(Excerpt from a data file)

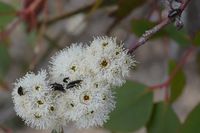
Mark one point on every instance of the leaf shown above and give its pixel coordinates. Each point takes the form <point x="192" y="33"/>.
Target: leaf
<point x="163" y="120"/>
<point x="196" y="39"/>
<point x="178" y="82"/>
<point x="7" y="14"/>
<point x="139" y="26"/>
<point x="191" y="125"/>
<point x="4" y="60"/>
<point x="133" y="109"/>
<point x="179" y="36"/>
<point x="126" y="6"/>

Your instructions | Reproduce every line of the material above verbatim, omitting the picture.

Output of the task |
Mark one point on every instance of the leaf shown above and give its pixel coordinates. Each point takes the form <point x="192" y="33"/>.
Target: leaf
<point x="163" y="120"/>
<point x="196" y="39"/>
<point x="178" y="82"/>
<point x="7" y="14"/>
<point x="139" y="26"/>
<point x="191" y="125"/>
<point x="4" y="60"/>
<point x="133" y="109"/>
<point x="179" y="36"/>
<point x="126" y="6"/>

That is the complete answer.